◆ Task details
Every line from the first one in the listing down to the line with "Provide the mask of every instance of the cloud" should be restated word for word.

◆ Material to process

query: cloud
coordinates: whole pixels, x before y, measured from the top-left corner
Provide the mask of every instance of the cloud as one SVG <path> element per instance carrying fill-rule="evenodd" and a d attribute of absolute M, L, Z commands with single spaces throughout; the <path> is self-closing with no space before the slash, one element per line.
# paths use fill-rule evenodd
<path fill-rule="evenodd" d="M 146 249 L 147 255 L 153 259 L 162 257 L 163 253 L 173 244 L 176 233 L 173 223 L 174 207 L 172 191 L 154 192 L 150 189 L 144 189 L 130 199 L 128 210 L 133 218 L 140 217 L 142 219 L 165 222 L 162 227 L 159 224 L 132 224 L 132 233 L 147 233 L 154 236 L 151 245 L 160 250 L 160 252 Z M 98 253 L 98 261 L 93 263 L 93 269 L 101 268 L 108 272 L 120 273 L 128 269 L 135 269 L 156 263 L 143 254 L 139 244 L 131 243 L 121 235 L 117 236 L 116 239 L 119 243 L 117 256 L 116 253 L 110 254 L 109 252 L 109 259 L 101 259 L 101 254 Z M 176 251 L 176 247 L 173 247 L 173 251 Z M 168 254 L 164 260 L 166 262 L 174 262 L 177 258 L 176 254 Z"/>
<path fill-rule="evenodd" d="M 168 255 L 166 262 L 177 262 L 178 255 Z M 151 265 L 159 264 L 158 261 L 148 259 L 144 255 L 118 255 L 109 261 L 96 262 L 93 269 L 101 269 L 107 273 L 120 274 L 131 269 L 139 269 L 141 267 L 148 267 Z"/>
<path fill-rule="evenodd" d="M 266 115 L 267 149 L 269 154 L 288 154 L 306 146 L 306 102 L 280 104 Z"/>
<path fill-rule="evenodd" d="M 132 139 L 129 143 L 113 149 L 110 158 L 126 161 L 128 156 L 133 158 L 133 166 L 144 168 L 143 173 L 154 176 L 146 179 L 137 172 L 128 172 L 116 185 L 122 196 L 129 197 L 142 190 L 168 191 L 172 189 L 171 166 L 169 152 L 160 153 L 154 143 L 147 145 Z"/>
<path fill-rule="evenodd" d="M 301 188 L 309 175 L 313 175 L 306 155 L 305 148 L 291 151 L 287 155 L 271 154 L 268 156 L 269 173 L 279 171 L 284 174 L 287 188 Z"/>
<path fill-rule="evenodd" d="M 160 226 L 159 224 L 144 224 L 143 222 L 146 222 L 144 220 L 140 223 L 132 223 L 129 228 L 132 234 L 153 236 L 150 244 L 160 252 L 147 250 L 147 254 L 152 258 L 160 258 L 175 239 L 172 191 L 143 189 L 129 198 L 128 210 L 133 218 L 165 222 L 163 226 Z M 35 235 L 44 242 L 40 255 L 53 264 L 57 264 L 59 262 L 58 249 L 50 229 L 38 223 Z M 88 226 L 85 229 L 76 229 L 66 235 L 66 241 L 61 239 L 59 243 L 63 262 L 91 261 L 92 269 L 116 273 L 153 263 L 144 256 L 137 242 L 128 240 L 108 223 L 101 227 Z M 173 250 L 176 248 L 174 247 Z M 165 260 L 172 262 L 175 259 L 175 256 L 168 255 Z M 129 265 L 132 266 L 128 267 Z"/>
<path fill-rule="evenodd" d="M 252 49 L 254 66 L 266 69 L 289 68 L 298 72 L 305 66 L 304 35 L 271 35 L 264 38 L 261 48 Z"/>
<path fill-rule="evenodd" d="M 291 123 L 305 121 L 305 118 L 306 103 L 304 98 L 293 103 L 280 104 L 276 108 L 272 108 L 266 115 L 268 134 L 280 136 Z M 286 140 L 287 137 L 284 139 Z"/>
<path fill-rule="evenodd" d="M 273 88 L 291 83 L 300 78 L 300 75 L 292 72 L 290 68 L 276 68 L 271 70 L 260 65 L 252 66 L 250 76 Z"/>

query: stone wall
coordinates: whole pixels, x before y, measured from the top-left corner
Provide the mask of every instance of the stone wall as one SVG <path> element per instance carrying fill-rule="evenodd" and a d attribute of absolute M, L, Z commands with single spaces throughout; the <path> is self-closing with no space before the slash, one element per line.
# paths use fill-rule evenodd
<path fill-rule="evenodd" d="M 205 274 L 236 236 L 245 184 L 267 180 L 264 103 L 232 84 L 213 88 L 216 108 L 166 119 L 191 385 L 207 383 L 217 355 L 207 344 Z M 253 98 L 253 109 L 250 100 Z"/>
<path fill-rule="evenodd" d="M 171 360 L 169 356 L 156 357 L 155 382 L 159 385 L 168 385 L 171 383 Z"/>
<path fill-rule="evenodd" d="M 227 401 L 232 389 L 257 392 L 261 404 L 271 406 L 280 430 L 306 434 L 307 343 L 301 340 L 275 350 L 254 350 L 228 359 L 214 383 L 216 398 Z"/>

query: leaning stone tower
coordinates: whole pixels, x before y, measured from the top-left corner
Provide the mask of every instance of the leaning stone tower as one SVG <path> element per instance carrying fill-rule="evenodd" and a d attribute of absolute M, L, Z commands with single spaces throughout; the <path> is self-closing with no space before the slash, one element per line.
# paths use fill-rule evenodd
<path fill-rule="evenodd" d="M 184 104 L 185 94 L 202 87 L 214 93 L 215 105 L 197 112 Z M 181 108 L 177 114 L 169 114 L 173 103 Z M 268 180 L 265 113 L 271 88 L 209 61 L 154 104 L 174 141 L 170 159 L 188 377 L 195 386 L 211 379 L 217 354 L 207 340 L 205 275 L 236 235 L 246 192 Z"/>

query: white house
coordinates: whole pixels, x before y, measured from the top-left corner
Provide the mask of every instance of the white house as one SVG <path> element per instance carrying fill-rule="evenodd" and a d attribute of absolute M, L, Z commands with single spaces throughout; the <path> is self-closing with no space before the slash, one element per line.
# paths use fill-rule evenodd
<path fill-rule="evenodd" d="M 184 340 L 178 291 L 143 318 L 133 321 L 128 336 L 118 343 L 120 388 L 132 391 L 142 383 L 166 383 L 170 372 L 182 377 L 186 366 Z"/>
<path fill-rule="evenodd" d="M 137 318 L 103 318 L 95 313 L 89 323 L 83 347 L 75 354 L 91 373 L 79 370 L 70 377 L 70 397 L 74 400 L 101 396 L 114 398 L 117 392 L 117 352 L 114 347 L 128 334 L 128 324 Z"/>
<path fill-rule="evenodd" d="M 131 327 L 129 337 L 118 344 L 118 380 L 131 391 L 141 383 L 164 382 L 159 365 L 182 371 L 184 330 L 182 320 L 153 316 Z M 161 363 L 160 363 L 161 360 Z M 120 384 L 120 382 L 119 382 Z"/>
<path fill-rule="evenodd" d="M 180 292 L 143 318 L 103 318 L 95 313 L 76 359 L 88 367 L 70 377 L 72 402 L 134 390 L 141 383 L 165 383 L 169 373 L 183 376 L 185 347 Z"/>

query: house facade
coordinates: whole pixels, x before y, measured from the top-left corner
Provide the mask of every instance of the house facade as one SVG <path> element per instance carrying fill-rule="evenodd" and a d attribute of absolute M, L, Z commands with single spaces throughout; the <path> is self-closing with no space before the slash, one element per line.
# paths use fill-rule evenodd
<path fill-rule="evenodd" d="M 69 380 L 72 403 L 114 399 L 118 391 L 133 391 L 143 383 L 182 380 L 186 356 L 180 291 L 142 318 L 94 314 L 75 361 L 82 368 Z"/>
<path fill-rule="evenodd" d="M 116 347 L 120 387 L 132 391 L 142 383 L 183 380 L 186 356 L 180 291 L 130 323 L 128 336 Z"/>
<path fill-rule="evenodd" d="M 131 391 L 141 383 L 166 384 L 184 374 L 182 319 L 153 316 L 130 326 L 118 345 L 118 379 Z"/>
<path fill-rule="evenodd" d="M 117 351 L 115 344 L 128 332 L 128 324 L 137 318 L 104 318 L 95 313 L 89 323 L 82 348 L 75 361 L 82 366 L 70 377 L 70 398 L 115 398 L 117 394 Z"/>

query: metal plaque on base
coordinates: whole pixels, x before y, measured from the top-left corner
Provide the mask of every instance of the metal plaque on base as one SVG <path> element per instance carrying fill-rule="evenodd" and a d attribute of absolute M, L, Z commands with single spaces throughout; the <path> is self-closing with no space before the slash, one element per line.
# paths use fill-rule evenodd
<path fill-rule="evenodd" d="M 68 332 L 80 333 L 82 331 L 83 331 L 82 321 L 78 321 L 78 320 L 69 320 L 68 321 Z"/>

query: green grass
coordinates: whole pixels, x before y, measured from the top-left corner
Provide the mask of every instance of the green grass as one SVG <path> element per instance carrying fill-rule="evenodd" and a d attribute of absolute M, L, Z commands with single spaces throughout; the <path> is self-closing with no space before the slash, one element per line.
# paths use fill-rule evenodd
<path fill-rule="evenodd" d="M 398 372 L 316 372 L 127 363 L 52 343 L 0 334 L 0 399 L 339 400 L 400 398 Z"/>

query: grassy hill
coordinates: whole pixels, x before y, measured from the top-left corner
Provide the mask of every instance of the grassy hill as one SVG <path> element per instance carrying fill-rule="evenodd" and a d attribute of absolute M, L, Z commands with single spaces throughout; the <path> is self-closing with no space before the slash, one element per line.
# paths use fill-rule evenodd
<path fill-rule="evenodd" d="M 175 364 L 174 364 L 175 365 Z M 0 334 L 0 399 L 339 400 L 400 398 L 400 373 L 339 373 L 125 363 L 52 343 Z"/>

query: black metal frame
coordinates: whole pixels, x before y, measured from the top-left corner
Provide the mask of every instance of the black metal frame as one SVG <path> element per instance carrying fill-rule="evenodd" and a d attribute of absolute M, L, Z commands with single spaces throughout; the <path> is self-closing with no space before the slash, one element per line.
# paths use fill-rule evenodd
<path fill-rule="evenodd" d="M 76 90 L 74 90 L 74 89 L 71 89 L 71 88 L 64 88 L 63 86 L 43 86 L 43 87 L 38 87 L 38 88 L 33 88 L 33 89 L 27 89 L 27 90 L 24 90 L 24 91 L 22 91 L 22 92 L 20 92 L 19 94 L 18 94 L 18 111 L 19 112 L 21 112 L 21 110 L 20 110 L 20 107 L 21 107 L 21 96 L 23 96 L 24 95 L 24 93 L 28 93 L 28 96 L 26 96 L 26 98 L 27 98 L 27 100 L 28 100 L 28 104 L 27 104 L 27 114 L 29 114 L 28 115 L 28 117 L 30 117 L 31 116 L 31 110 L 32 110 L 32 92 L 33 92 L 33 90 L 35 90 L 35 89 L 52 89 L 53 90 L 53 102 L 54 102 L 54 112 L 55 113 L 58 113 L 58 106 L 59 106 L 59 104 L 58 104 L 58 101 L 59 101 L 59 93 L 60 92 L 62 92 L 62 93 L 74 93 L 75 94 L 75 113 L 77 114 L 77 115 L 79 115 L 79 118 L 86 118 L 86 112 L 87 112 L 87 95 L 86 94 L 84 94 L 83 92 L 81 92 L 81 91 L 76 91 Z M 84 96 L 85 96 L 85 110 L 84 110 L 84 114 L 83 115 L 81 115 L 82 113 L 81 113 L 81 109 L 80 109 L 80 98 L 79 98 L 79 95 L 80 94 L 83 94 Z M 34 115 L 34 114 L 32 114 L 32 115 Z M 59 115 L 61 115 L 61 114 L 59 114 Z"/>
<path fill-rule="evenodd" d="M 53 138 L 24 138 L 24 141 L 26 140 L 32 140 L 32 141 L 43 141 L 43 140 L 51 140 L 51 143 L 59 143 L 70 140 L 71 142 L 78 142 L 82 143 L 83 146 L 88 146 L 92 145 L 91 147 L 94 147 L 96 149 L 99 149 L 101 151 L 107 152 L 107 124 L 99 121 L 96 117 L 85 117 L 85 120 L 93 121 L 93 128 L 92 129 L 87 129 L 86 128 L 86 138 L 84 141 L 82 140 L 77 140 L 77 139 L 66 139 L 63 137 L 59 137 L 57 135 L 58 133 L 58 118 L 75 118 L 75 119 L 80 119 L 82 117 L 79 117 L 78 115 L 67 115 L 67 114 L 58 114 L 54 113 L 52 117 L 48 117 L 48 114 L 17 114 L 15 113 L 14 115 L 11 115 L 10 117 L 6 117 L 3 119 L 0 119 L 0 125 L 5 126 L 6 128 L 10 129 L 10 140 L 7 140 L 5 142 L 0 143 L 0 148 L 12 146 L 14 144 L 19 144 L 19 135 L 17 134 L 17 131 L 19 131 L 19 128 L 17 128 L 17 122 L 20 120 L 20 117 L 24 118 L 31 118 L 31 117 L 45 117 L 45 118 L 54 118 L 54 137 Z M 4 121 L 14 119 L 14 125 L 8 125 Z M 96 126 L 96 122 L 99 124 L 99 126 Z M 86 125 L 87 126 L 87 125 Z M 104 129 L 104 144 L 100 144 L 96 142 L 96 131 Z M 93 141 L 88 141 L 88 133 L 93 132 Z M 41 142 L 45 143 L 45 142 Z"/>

◆ Answer box
query: cloud
coordinates: whole pixels, x before y, measured from the top-left corner
Provide the mask of every instance of the cloud as one SVG <path> element per instance carrying fill-rule="evenodd" and a d attribute of absolute M, L, Z commands with single spaces throughout; the <path> is self-closing with no space before the slash, one element per line.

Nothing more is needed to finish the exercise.